**Provided entries:**
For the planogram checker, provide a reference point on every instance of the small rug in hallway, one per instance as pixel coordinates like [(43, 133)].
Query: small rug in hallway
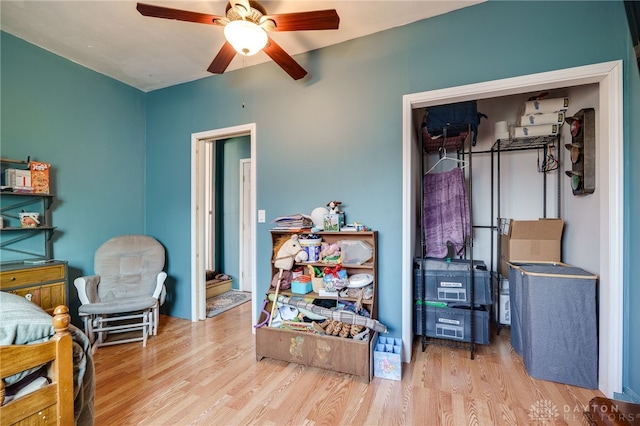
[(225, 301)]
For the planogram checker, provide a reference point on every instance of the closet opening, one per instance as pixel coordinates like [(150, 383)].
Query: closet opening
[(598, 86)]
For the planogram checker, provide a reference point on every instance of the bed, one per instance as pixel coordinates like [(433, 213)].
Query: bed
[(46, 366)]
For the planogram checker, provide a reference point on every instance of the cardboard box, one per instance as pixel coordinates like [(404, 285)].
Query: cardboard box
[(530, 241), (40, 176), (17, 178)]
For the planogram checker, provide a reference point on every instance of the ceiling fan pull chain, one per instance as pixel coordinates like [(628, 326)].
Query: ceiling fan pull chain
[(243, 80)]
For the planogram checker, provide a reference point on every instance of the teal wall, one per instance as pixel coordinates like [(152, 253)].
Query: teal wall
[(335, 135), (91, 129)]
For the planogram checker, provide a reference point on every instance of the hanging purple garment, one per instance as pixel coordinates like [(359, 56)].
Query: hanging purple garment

* * *

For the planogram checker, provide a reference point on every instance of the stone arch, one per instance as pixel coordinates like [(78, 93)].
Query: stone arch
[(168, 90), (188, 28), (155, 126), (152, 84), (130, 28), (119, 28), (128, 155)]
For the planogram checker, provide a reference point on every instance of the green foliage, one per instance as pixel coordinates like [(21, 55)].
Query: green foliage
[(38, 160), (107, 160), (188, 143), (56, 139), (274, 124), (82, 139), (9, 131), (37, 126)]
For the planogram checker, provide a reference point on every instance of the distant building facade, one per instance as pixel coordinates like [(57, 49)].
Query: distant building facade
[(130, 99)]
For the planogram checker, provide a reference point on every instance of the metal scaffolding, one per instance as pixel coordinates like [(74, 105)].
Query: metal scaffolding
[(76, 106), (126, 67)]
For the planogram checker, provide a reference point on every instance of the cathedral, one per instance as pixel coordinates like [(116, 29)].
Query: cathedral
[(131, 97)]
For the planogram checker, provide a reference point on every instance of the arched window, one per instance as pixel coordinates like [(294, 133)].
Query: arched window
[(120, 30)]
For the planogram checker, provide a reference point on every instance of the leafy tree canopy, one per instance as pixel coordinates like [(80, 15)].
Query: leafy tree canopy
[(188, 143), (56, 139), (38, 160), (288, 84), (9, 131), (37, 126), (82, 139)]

...

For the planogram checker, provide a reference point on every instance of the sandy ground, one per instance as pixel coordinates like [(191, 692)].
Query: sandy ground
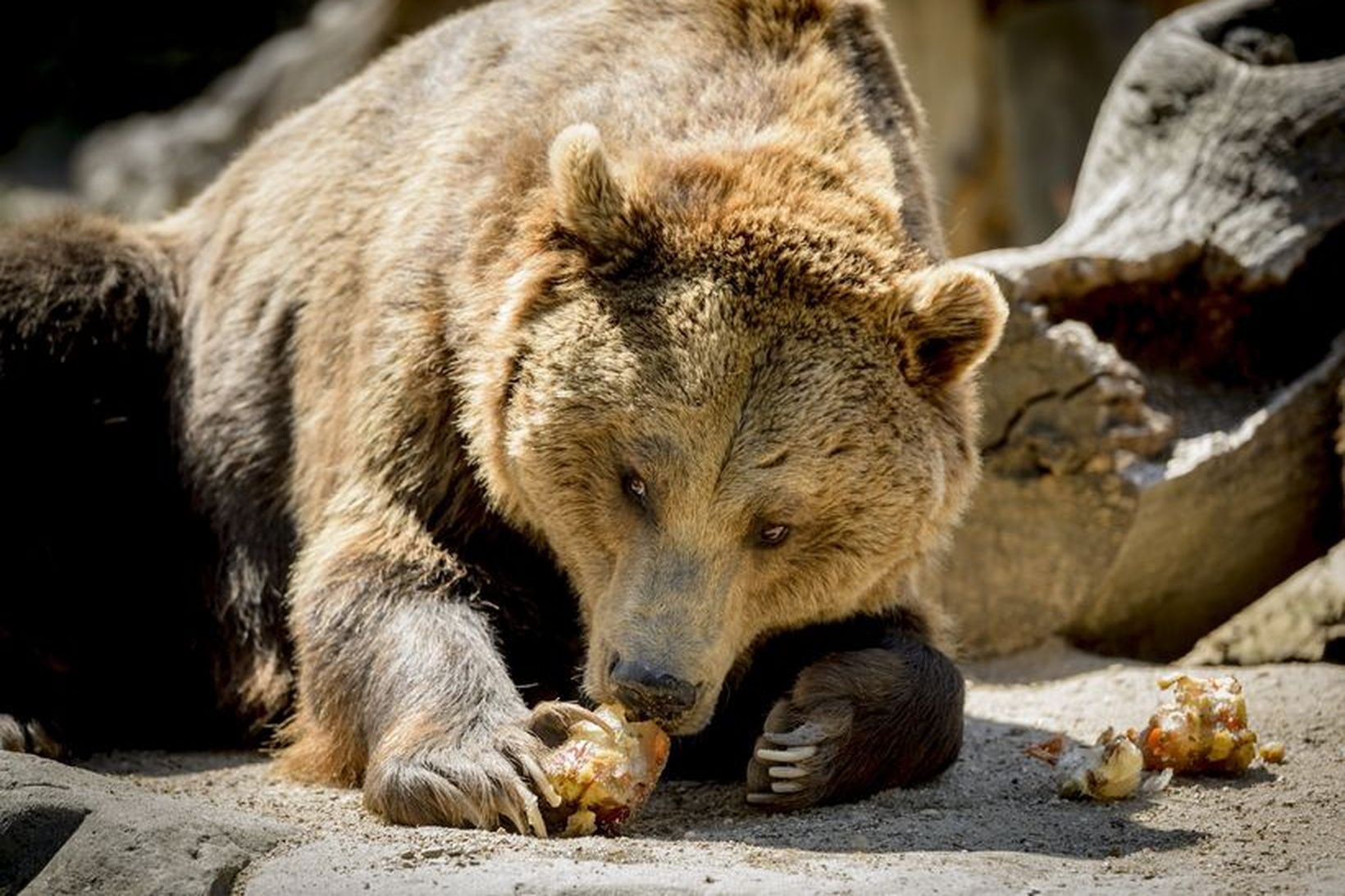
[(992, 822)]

**Exercise goal:** Retype the lines from the one containing "like [(433, 213)]." through the one containing "[(243, 80)]", both included, with every character unchanged.

**Exercise solution:**
For the planogram checker, provide a reference point on every instance of the bed, one per instance as pixel coordinates like [(433, 213)].
Query: bed
[(46, 366)]
For the planogram checker, provide a reference point on every instance of the cardboard box, one per instance as pixel coordinates like [(404, 285)].
Query: cardboard box
[(530, 241), (40, 176), (17, 178)]
For the planogram checker, provide a reference point on every instance of the ceiling fan pull chain, one per instance as pixel coordinates like [(628, 326)].
Query: ceiling fan pull chain
[(243, 80)]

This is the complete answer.